PROBLEM DETAILS: Each entry is to be retyped exactly as it stands.

::::::

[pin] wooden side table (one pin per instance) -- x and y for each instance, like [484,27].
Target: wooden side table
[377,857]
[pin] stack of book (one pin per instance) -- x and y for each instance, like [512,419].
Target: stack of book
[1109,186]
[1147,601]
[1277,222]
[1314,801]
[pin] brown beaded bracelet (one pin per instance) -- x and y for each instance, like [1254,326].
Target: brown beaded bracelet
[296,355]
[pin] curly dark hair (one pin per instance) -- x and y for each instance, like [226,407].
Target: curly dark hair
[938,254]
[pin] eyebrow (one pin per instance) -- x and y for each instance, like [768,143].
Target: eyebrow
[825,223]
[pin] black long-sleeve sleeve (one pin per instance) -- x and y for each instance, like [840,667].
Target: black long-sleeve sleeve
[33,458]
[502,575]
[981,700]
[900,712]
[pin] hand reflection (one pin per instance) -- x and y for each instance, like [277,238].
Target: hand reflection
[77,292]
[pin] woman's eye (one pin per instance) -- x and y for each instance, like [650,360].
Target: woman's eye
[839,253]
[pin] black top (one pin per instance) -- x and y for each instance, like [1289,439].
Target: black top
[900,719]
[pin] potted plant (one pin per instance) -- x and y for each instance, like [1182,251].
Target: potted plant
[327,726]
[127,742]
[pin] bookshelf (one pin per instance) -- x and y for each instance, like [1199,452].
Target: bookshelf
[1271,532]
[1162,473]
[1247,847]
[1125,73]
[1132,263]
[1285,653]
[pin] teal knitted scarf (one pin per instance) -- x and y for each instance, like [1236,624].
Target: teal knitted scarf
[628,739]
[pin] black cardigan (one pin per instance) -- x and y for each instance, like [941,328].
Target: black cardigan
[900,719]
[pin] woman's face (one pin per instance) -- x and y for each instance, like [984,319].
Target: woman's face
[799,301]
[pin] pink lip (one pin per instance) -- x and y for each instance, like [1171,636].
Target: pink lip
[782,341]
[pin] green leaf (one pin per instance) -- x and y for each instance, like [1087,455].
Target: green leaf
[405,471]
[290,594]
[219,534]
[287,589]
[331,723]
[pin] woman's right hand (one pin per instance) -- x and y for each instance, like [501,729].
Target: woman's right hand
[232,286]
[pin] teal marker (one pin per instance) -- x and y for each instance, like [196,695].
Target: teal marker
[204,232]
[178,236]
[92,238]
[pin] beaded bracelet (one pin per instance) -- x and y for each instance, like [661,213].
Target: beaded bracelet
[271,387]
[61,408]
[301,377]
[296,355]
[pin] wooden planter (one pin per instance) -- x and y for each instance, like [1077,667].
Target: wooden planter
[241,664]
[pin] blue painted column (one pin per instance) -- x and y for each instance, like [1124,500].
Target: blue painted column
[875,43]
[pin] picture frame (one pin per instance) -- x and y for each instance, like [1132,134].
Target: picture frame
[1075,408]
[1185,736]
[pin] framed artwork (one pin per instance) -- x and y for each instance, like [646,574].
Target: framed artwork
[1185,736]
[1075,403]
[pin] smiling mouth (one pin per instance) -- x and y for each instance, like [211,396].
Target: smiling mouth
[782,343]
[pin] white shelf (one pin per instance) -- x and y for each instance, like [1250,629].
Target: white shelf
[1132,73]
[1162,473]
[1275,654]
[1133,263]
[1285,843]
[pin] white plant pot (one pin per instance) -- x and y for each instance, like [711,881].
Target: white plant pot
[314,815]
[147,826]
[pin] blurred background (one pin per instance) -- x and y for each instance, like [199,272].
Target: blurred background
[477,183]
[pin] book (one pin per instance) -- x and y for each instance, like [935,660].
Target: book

::::::

RESPONSE BELOW:
[pin] wooden side table (one pin per instance) -- x and y for each instance, like [484,27].
Target: wooden side table
[377,857]
[pin] stack of book (one pin per instance) -- x and y for each instance, like [512,419].
Target: stack of book
[1109,186]
[1147,601]
[1277,222]
[1314,801]
[pin] brown beaded bracelet (one pin per instance) -- x and y for each instance, like [1254,326].
Target: brown beaded bracelet
[296,355]
[pin] curly dark hair (one pin per instance) -- x and y for each instance, like [226,407].
Target: curly dark hair
[938,254]
[pin] eyebrow (one pin per instance) -- x and y for each instance, like [768,143].
Target: eyebrow
[825,223]
[pin] black long-sleeve sleeve (one pin per instance) -- x and y for each instance, like [840,667].
Target: black long-sleeve sleeve
[33,458]
[502,575]
[981,700]
[900,712]
[pin] hand reflection (one pin per instance) -- x and y for each instance, like [277,238].
Target: hand reflection
[77,292]
[pin] woman's eye (one pin per instance) -- x and y for each instance, like [650,360].
Target: woman's eye
[839,253]
[pin] black top (one pin per instance) -- x and y for each instance, like [1289,439].
Target: black top
[900,719]
[pin] potted plant (one pin per instance) -- x and y for each instance, like [1182,251].
Target: potted plant
[327,726]
[127,742]
[pin] bookshelf (one pin per instance) -- x and y for each instance, like [1199,452].
Target: bookshelf
[1271,532]
[1162,473]
[1247,847]
[1125,73]
[1132,263]
[1285,653]
[pin] teal knitted scarf (one pin per instance) -- x and y for each instance, like [1236,624].
Target: teal knitted scarf
[628,739]
[pin] black cardigan (one pin per instance) -- x and y for each instance, like [941,328].
Target: black cardigan
[900,719]
[pin] woman's face (one pin per instance) -- x and y for each instance, like [984,319].
Target: woman's face
[799,301]
[pin] pink lip (one pin per instance) -- x and y for each instance, like [1171,636].
Target: pink lip
[782,341]
[pin] green leaf (one pin per instance) -- x and y for each instance, like [1087,455].
Target: green leaf
[405,471]
[290,594]
[219,534]
[287,589]
[331,723]
[pin] woman's right hand (one pin per instance) -- x and y for each instance, like [501,729].
Target: woman's right hand
[232,286]
[pin] teal marker (one pin per instance) -- x and y for each instance, like [196,695].
Target: teal marker
[204,232]
[178,236]
[92,238]
[pin] beaded bracelet (one pin per instance) -- x and y for each instance, like [661,213].
Target: beaded bracelet
[271,387]
[61,408]
[301,377]
[296,355]
[pin] wooden planter (one pin per instance) -- x and y for each instance, like [1077,667].
Target: wooden planter
[241,664]
[pin] blue painted column (one pin per instance) -- x and y for each instance, like [1124,500].
Target: blue painted column
[875,43]
[pin] picture frame (one pin per instance) -- x and y for each instance, like [1132,134].
Target: picture frame
[1075,408]
[1185,736]
[pin] framed artwork (one pin per instance) -- x and y for each instance, like [646,574].
Target: framed artwork
[1185,736]
[1075,403]
[pin] smiling mouth (one pin per instance) -- x and y for each instance, like [211,396].
Target: smiling mouth
[782,343]
[pin] white shelf (one pin per instance) -- x and y for each instance, like [1250,629].
Target: white shelf
[1132,73]
[1162,473]
[1275,654]
[1133,263]
[1285,843]
[pin] white plant pot (one pin per instance) -- x and y for each instance, like [711,881].
Target: white plant pot
[314,815]
[147,826]
[pin] blurred background (one pin per instance) -- x and y for each instance, like [199,272].
Target: blurred background
[477,183]
[pin] book (one pin per instance) -- x and y for each instance, like [935,660].
Target: book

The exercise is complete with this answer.